====== Records for the exercise ======

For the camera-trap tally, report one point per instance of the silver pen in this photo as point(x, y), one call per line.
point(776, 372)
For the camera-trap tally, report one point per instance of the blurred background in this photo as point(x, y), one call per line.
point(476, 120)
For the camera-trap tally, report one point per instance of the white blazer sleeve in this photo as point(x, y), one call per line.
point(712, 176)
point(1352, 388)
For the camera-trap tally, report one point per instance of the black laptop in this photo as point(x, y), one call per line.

======
====== Records for the exercise ======

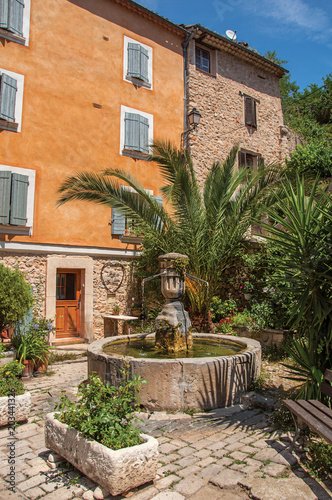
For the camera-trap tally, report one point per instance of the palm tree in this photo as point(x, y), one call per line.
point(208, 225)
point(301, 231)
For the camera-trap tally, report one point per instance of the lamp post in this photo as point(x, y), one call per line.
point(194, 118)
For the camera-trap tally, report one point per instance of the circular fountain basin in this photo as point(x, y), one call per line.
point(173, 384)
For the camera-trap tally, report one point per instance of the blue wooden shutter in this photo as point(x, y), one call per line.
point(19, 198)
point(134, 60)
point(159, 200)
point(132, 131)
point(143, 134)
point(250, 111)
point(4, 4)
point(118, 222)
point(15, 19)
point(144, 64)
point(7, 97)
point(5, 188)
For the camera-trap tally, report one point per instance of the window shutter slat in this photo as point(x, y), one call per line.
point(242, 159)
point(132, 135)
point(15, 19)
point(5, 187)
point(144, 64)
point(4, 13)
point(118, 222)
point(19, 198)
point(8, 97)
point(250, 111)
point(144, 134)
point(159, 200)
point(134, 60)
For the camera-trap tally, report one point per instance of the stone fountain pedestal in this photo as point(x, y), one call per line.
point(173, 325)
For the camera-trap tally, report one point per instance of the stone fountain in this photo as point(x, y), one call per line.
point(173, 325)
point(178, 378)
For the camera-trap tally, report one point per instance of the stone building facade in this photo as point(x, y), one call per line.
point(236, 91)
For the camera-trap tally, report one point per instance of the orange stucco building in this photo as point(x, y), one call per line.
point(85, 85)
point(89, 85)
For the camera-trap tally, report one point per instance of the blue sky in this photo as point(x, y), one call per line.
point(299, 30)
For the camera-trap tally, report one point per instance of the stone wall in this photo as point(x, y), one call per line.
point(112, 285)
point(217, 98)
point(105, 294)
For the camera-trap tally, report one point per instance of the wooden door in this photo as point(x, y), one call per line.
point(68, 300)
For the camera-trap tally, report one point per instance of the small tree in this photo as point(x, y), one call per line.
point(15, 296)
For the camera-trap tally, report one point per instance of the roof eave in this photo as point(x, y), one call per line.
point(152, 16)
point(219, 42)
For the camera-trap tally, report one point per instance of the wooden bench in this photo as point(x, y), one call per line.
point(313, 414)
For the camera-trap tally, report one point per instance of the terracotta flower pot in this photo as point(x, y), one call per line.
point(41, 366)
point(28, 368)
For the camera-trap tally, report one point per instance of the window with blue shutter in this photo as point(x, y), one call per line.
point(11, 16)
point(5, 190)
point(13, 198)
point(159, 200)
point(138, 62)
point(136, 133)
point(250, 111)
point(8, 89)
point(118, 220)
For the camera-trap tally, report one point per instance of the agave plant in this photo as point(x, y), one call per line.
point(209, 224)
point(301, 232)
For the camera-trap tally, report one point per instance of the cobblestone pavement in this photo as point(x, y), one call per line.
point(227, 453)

======
====== Records for the exercise ======

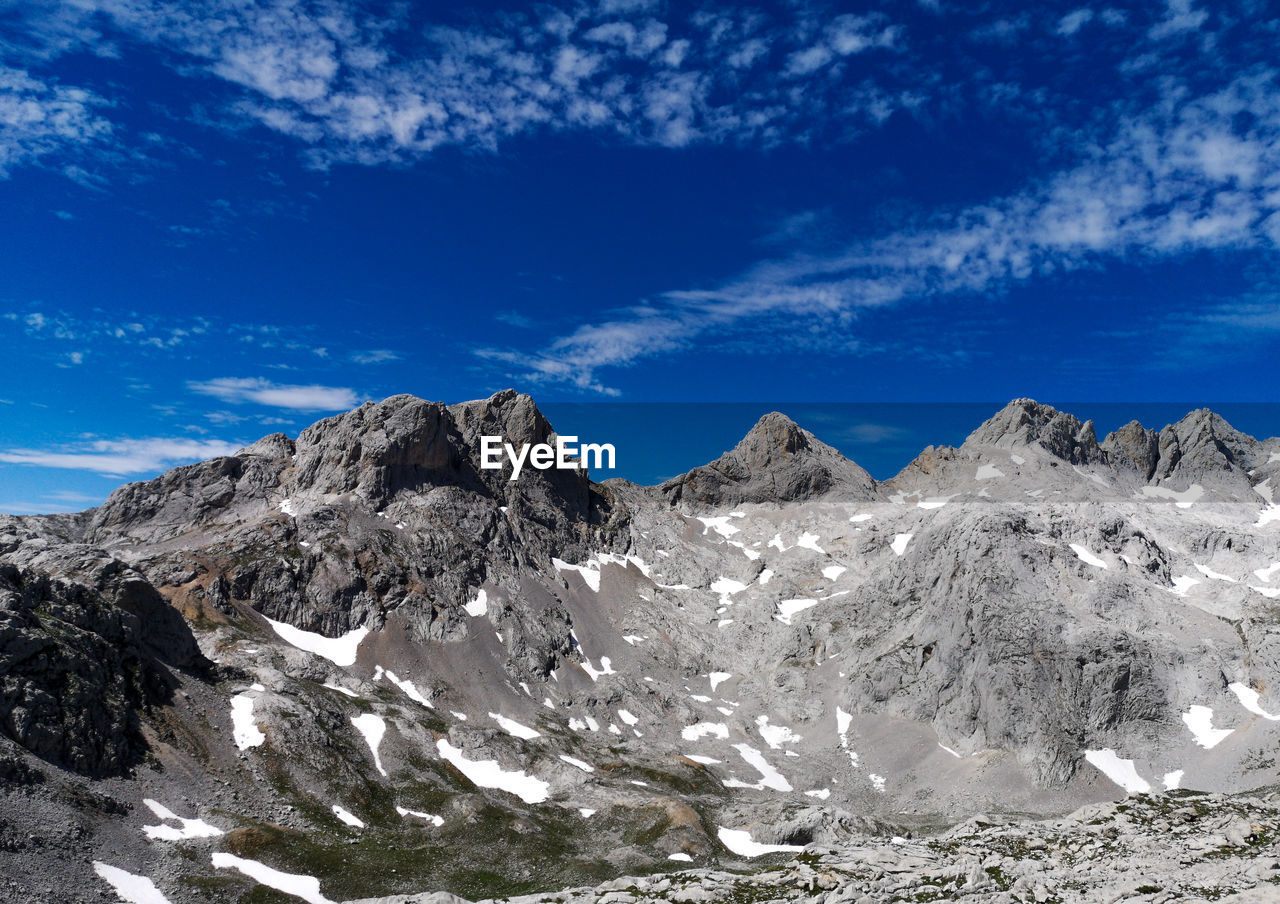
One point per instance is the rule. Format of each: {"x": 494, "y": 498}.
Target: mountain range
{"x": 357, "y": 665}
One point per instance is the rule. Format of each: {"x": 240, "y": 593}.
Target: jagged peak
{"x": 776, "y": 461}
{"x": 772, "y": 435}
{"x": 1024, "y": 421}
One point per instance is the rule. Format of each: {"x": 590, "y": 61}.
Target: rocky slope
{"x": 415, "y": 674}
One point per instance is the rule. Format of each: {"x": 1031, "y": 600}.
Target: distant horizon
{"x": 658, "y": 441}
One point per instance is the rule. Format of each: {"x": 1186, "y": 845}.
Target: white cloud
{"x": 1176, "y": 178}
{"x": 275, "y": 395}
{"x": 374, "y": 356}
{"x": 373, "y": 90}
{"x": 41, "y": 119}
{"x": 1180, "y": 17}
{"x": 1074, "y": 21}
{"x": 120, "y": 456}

======

For this exercise, output exactly the lines above from the line with "of the white" to the line with "of the black", counting both, and leave out the rest.

## Output of the exercise
For the camera-trap tally, report one point per instance of the white blazer sleeve in this photo as point(x, y), one call per line.
point(712, 176)
point(1352, 388)
For the camera-trap tally, report one point per instance of the black laptop in this photo as point(x, y), one call per line.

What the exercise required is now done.